__出典__:
------------
(序)剪定のみわざから出発した一年
* 昨年のクリスマスの時には、一年の恵みを思い起こして感謝する時、それが私のクリスマスだと言ってきました。
* その時に与えられた御言葉を通して、この群を、ぶどうの幹であるキリストにつながる枝として見て頂き、実を結ばせるために、すなわち、神が養い育てられたきよい群として実を結ぶように、農夫である父は、深いお考えをもって剪定されたということを学びました。
* 剪定によって、痛みを覚えさせられたのですが、それによって弱るのではなく、キリストから流れてくる養分を十分に受け取ることのできる枝だけ残され、それによってぶどうの木全体が神の祝福を受け、豊かな実を結ぶように働かれたという、激しい、しかも、厳しい愛を実現なさったという点を受けとめて出発した一年でありました。
* 剪定された時には、残りの枝が本当に実を結ぶ枝となるのか、それとも剪定し損なって、木そのものが弱り、全く実を結ばないようになるのか、先が見えるわけではなく、厳しさ、つらさだけが残る働きかけであったと感じさせられたものでありました。
------------
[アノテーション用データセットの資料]

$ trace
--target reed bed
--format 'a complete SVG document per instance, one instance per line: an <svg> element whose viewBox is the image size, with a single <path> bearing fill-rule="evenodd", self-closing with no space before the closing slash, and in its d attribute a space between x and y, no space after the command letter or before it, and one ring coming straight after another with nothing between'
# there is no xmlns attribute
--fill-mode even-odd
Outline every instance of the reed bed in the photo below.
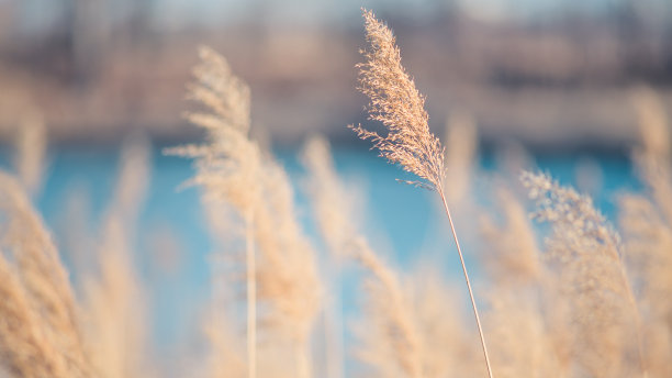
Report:
<svg viewBox="0 0 672 378"><path fill-rule="evenodd" d="M148 331L160 314L149 311L133 242L152 175L148 142L135 135L124 144L99 230L69 231L90 249L69 256L72 279L32 200L46 151L34 121L18 138L15 173L0 173L0 377L672 375L671 147L656 93L632 92L641 131L632 162L645 189L619 197L613 224L549 174L480 171L467 113L447 122L445 149L392 31L370 11L363 19L359 89L383 133L350 127L417 177L408 184L438 194L467 290L419 256L417 266L399 267L367 234L360 191L338 175L325 138L306 141L305 185L296 186L250 136L249 87L201 47L188 86L198 110L187 119L204 142L166 151L193 162L183 187L200 188L215 246L213 298L192 335L199 347L184 352L183 370L168 371ZM477 182L491 184L489 202L477 205ZM468 213L481 220L469 245L473 286L456 231L472 225ZM346 277L356 277L359 302L344 321Z"/></svg>

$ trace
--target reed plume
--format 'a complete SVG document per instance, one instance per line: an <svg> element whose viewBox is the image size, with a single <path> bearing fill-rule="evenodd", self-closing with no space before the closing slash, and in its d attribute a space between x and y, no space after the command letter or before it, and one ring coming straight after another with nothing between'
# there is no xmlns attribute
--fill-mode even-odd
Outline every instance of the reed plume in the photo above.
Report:
<svg viewBox="0 0 672 378"><path fill-rule="evenodd" d="M627 326L635 330L640 373L647 375L641 316L631 289L620 240L590 198L564 188L542 174L524 171L522 181L537 201L533 214L552 233L546 254L558 274L559 297L570 305L572 351L579 368L595 377L631 375Z"/></svg>
<svg viewBox="0 0 672 378"><path fill-rule="evenodd" d="M0 278L0 366L12 377L69 377L66 360L48 341L15 267L2 254Z"/></svg>
<svg viewBox="0 0 672 378"><path fill-rule="evenodd" d="M4 265L3 274L13 271L7 277L7 285L13 287L9 290L13 301L8 299L5 309L23 313L21 319L26 321L24 325L30 337L44 343L44 351L51 349L49 353L56 354L56 357L47 356L51 362L35 362L36 366L53 366L54 374L63 374L64 377L90 377L92 371L82 343L78 308L68 274L60 264L52 236L25 192L13 177L3 173L0 173L0 211L4 214L2 247L12 253L15 262L12 270ZM16 287L18 284L21 288ZM8 319L16 319L15 315L15 312L8 314ZM16 324L18 327L24 325ZM36 331L36 327L40 330ZM9 341L11 338L1 343Z"/></svg>
<svg viewBox="0 0 672 378"><path fill-rule="evenodd" d="M619 224L646 316L647 363L653 376L672 374L672 176L670 131L660 98L651 89L632 94L641 143L634 151L643 193L619 199Z"/></svg>
<svg viewBox="0 0 672 378"><path fill-rule="evenodd" d="M116 186L97 243L97 267L83 280L89 353L100 377L152 377L147 307L134 269L133 237L150 178L149 143L131 135L122 146Z"/></svg>
<svg viewBox="0 0 672 378"><path fill-rule="evenodd" d="M231 208L244 223L248 377L257 375L257 323L273 337L276 352L287 353L280 341L289 343L295 375L307 377L310 332L321 296L312 245L295 218L287 174L249 137L247 85L214 51L202 47L200 57L189 97L205 111L188 119L205 130L208 140L168 153L194 158L197 175L188 184L203 187L210 211ZM264 304L261 312L257 302Z"/></svg>
<svg viewBox="0 0 672 378"><path fill-rule="evenodd" d="M372 11L363 10L363 18L369 48L361 52L366 62L357 66L359 68L358 89L369 98L369 104L366 108L369 112L369 120L381 122L388 134L382 136L361 125L349 127L360 138L371 140L373 148L380 152L381 157L400 165L404 170L419 178L418 181L408 181L408 184L428 188L440 196L467 281L488 375L492 378L479 311L455 223L446 202L444 148L438 137L429 130L429 116L424 109L425 98L417 91L415 82L401 64L401 54L395 45L392 31L377 20Z"/></svg>
<svg viewBox="0 0 672 378"><path fill-rule="evenodd" d="M249 140L249 88L234 76L226 60L209 47L199 49L201 63L193 69L197 82L188 98L205 111L189 113L191 123L206 131L208 143L167 151L194 158L195 176L188 185L204 188L204 200L231 204L246 226L247 370L256 377L257 287L254 244L255 207L261 196L261 153Z"/></svg>

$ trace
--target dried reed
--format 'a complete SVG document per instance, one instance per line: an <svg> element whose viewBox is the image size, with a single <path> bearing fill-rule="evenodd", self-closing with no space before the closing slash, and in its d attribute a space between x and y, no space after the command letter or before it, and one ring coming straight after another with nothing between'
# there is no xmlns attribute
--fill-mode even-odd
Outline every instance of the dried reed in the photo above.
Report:
<svg viewBox="0 0 672 378"><path fill-rule="evenodd" d="M15 170L21 185L34 196L40 191L47 147L46 127L40 114L30 112L16 135Z"/></svg>
<svg viewBox="0 0 672 378"><path fill-rule="evenodd" d="M70 377L87 377L90 365L79 330L68 274L42 220L18 181L0 173L0 211L5 214L2 244L16 262L16 275L53 347L66 358Z"/></svg>
<svg viewBox="0 0 672 378"><path fill-rule="evenodd" d="M634 325L635 358L646 376L640 313L621 259L618 234L590 198L542 174L524 171L522 181L537 201L534 216L552 225L546 248L559 274L560 296L570 303L576 341L572 353L580 368L596 377L624 374L627 366L616 362L627 357L626 331Z"/></svg>
<svg viewBox="0 0 672 378"><path fill-rule="evenodd" d="M133 264L133 237L150 178L148 142L122 146L116 188L97 243L97 267L83 280L89 353L100 377L150 377L147 309Z"/></svg>
<svg viewBox="0 0 672 378"><path fill-rule="evenodd" d="M619 223L634 279L646 316L647 364L652 376L672 374L672 176L670 131L659 97L639 88L634 92L641 145L634 152L635 168L646 185L640 194L619 200Z"/></svg>
<svg viewBox="0 0 672 378"><path fill-rule="evenodd" d="M204 188L205 201L233 205L246 224L247 279L247 370L257 376L257 286L254 213L261 187L259 147L248 138L249 88L231 73L226 60L209 47L199 49L201 63L194 68L197 84L188 97L203 104L206 112L188 114L189 121L208 133L205 145L188 145L167 151L194 158L197 175L188 182Z"/></svg>
<svg viewBox="0 0 672 378"><path fill-rule="evenodd" d="M370 275L365 281L369 322L367 332L359 333L365 342L359 357L385 377L399 371L407 377L425 377L413 303L403 292L395 271L359 235L351 220L351 199L334 171L327 142L320 137L310 140L303 163L310 174L315 220L331 254L358 262Z"/></svg>
<svg viewBox="0 0 672 378"><path fill-rule="evenodd" d="M189 96L206 112L189 120L206 131L208 142L168 152L195 158L189 184L204 188L205 201L235 209L245 224L248 377L257 375L260 318L279 351L287 349L280 340L290 343L295 375L307 377L309 336L321 296L314 252L295 219L287 174L249 137L249 89L219 54L203 47L200 56ZM257 302L265 304L262 313Z"/></svg>
<svg viewBox="0 0 672 378"><path fill-rule="evenodd" d="M370 48L362 51L366 62L357 66L359 68L359 90L370 100L367 107L369 119L381 122L388 130L388 134L381 136L361 127L361 125L350 127L360 138L371 140L373 148L380 152L381 157L387 158L392 164L399 164L404 170L416 175L421 179L410 184L426 187L440 196L467 281L488 375L492 377L479 311L455 223L446 202L444 148L439 140L429 130L428 115L424 109L425 99L419 94L414 81L401 64L400 51L395 45L392 31L377 20L371 11L365 10L363 18Z"/></svg>

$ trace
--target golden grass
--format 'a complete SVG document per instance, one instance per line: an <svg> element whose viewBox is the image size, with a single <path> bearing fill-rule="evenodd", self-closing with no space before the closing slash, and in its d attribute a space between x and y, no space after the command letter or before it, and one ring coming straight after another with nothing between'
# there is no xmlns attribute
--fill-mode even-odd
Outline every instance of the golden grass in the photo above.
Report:
<svg viewBox="0 0 672 378"><path fill-rule="evenodd" d="M202 189L217 258L226 266L213 264L213 296L220 289L231 296L208 309L201 327L208 348L198 351L189 375L307 378L325 371L336 378L350 373L351 364L344 363L349 355L373 377L478 377L486 369L512 378L672 375L672 154L656 93L632 94L641 131L632 160L646 188L619 198L618 230L587 196L529 171L522 184L536 204L531 218L544 226L530 222L505 179L492 180L494 207L470 209L483 220L474 241L484 267L481 324L448 210L449 202L471 196L475 126L469 118L450 121L444 152L392 32L372 12L363 15L370 46L359 87L370 99L370 119L387 134L354 129L416 175L414 184L441 198L480 337L440 269L410 274L373 249L378 243L368 242L355 216L357 190L338 177L321 137L310 140L302 155L312 221L324 243L309 237L294 182L249 135L249 88L222 56L203 47L188 87L202 111L188 119L203 129L205 142L169 152L193 158L188 184ZM92 241L87 245L96 267L83 273L76 292L31 203L46 142L42 132L26 133L16 160L21 178L0 173L0 376L155 376L147 297L132 248L150 176L146 141L135 136L125 144L99 235L80 235ZM324 245L323 254L316 245ZM339 301L325 300L344 284L344 262L355 263L363 277L354 345L335 336L345 333ZM324 337L315 327L321 312ZM317 358L316 351L326 356Z"/></svg>
<svg viewBox="0 0 672 378"><path fill-rule="evenodd" d="M395 45L392 31L377 20L372 11L365 10L363 18L370 48L362 51L366 62L358 65L359 90L370 100L367 107L369 119L381 122L388 130L388 134L381 136L361 126L351 126L351 129L360 138L371 140L373 147L380 151L380 155L390 163L399 164L404 170L424 180L408 184L426 187L440 196L467 281L488 375L492 378L483 327L452 215L445 197L444 147L438 137L429 130L427 124L429 116L424 108L425 99L419 94L401 64L401 54Z"/></svg>

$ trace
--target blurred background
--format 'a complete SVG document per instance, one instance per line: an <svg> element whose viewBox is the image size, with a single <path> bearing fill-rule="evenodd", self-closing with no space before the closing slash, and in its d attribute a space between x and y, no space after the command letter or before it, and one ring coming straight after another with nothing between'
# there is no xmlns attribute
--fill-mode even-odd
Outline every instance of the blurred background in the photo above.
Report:
<svg viewBox="0 0 672 378"><path fill-rule="evenodd" d="M127 240L157 354L184 362L181 351L198 344L216 266L200 192L178 191L191 163L161 153L203 137L182 116L193 108L184 92L201 44L249 84L253 134L296 184L303 221L296 155L306 135L321 133L361 193L373 246L402 269L434 256L459 281L434 197L394 182L401 170L346 127L368 122L356 90L361 7L393 29L433 131L469 166L462 175L473 185L457 198L468 191L488 207L493 181L479 173L515 180L520 167L540 168L591 193L613 219L614 196L640 188L629 160L642 118L634 93L647 88L643 101L663 118L672 107L669 0L0 0L0 160L32 180L75 281L111 209L131 196ZM36 173L15 166L41 145ZM125 175L136 182L131 194ZM462 214L469 247L478 220Z"/></svg>
<svg viewBox="0 0 672 378"><path fill-rule="evenodd" d="M250 84L254 123L273 141L351 141L360 7L395 31L436 127L459 109L485 141L613 147L635 135L628 88L670 101L665 0L2 0L0 124L11 133L36 109L55 142L193 136L180 111L208 44Z"/></svg>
------------
__作成内容__: 剪定についての文章で、ぶどうの木のたとえの中で何が何にたとえられているかをすべて挙げてください。 この資料は使わなくてもかまいません。

__出力__:
- キリスト:ぶどうの幹
- この群:キリストにつながる枝
- 父:農夫